## Aufgabenstellung
Was hält das nicänische Glaubensbekenntnis laut dem Textauszug über das Johannesevangelium über Jesus fest?
━━━ Textauszug
Versteht man Jesus als einen Reisenden aus einer anderen Zeit und Welt, so taucht allerdings sofort die Frage auf, ob Jesus denn dann überhaupt ein wirklicher Mensch war. In der Darstellung des Johannesevangeliums wirkt Jesus stellenweise eher wie ein auf der Erde wandelnder Gott. Auf das Johannesevangelium haben sich deshalb auch immer wieder Sekten berufen, die an der wahren Menschheit Christi gezweifelt haben. Gegen solche sektiererische Tendenzen hat dann das nicänische Glaubensbekenntnis im 4. Jahrhundert festgehalten, dass Jesus wahrer Gott und wahrer Mensch ist. Denn auch wenn Jesus im Johannesevangelium oft genug wie ein Reisender aus einer anderen Welt erscheint, so besteht doch gar kein Zweifel daran, dass Jesus auch im Johannesevangelium ein wirklicher Mensch ist, der mit den anderen isst und trinkt, der fröhlich und auch traurig sein kann. Und dass es auch dem Johannesevangelium am Ende immer und diese und nicht um eine jenseitige Welt geht, erkennt man deutlich an Johannes 3,16, einem der zentralen Sätze des Evangeliums: „So sehr hat Gott die Welt geliebt, dass er seinen eingeborenen Sohn gab, damit alle, die an ihn glauben, nicht verloren werden, sondern das ewige Leben haben."

 

Mehr jedoch als in den anderen Evangelien ist das Bild, das im Johannesevangelium von Jesus entworfen wird, von den Ostererfahrungen her geprägt. Dem Johannesevangelium geht es weniger um eine historisch korrekte Darstellung des Lebens Jesu wie den übrigen drei Evangelien, vielmehr versucht das Johannesevangelium das Leben Jesu so darzustellen, dass zu jedem Zeitpunkt im irdischen Jesus der Gottessohn erkennbar wird. Deshalb spricht und handelt der Jesus des Johannesevangeliums an vielen Stellen, wie eigentlich nur der nachösterliche Jesus, der Auferstandene, sprechen und handeln kann. Auch hier ist im Johannesevangelium eine Verschränkung zweier Zeiten zu erkennen: In den Reden und Taten des vorösterlichen Jesus von Nazareth wird der nachösterliche Jesus sichtbar und erlebbar. Das ist für uneingeweihte Leser des Evangeliums erst einmal irritierend. Man rechnet nicht damit, dass sich biblische Autoren solch einer ausgefeilten Erzählkomposition bedienen. Aber nur weil das Johannesevangelium 1900 Jahre alt ist, sollte man seinen Autoren nicht weniger Raffinement zutrauen als heutigen Autorinnen und Autoren.
━━━━━━
━━━ Angezeigte Daten
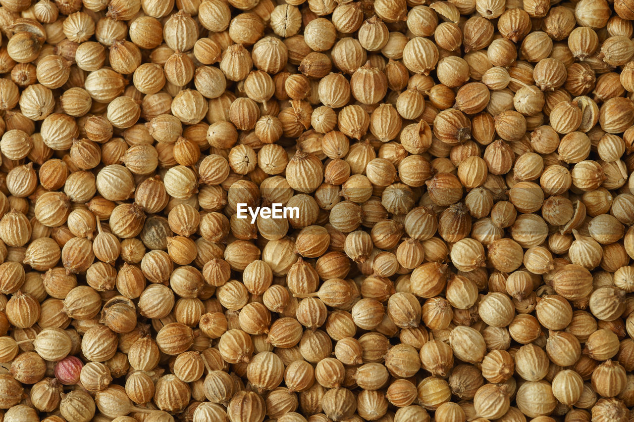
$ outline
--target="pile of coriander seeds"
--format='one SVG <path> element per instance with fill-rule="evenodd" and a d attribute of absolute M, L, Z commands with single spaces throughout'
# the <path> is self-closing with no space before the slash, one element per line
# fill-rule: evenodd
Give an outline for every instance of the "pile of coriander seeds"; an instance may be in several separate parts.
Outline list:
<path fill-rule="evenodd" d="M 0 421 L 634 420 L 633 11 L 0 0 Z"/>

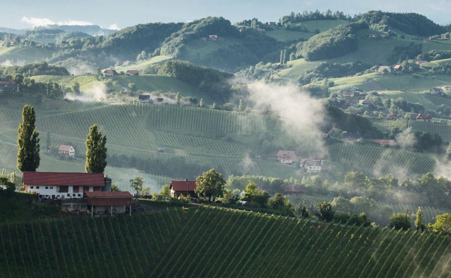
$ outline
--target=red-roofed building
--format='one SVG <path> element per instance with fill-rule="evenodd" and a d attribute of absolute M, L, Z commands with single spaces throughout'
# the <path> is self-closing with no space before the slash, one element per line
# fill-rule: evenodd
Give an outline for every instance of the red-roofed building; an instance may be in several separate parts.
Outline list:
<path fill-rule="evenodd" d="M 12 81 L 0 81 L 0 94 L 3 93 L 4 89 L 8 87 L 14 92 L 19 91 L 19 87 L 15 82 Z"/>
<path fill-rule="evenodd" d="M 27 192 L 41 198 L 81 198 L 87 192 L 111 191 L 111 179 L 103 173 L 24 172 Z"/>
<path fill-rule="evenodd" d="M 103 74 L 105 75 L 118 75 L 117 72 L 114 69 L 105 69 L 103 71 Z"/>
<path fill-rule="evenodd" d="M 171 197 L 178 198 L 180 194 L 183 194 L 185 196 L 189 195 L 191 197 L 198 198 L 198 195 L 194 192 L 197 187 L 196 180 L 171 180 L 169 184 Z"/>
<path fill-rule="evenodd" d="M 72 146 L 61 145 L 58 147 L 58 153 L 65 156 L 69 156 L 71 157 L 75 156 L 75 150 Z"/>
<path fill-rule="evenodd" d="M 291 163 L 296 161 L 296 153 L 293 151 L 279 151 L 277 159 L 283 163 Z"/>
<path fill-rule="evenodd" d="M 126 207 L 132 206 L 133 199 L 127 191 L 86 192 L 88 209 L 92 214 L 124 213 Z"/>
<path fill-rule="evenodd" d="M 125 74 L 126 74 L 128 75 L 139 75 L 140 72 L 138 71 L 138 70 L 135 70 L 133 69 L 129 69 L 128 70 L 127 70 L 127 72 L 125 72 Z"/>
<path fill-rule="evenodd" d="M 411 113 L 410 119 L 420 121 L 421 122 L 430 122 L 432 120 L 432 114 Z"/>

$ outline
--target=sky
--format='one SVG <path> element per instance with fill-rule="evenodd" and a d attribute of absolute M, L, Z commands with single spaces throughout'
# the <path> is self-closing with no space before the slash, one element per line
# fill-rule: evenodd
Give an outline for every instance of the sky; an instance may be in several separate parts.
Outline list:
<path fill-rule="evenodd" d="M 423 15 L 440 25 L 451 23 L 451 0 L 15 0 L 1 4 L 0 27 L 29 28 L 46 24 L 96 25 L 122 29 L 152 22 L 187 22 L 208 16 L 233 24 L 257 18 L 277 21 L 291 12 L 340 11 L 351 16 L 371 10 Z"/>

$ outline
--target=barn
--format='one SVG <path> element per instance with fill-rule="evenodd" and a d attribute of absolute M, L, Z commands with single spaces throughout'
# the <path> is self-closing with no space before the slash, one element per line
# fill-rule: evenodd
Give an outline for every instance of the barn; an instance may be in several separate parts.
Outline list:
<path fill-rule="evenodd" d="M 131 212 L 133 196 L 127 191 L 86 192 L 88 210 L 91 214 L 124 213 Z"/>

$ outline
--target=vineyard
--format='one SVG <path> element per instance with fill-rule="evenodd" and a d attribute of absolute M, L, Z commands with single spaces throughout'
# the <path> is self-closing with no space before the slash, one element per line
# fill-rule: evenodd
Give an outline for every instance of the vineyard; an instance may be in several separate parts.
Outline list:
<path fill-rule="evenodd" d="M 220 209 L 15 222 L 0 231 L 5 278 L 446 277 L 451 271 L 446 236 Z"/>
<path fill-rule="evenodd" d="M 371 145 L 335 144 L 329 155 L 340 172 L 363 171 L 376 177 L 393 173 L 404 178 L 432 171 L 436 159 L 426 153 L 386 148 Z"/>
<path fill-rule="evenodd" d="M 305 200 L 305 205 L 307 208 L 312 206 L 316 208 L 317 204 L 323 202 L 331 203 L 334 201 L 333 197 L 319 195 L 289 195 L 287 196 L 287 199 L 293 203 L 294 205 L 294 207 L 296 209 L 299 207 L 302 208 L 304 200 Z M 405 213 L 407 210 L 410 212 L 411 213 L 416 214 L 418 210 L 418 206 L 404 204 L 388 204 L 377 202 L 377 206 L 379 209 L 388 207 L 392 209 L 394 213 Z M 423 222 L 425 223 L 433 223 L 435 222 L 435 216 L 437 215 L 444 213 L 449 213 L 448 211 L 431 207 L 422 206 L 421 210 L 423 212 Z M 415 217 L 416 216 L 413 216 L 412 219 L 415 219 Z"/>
━━━━━━
## Musterlösung
Dass Jesus wahrer Gott und wahrer Mensch ist.